## Your goal
A word-for-word copy of the listing that follows is required.

## Entries provided
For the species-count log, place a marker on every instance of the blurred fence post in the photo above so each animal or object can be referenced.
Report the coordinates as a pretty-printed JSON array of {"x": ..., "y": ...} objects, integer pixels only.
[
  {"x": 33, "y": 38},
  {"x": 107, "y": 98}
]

## Reply to the task
For the species-count log, place a marker on every instance of the blurred fence post in the photo above so each animal or object can be referenced.
Report the coordinates as a pretty-printed JSON array of {"x": ..., "y": ...} objects, integer pixels only.
[
  {"x": 33, "y": 38},
  {"x": 107, "y": 98}
]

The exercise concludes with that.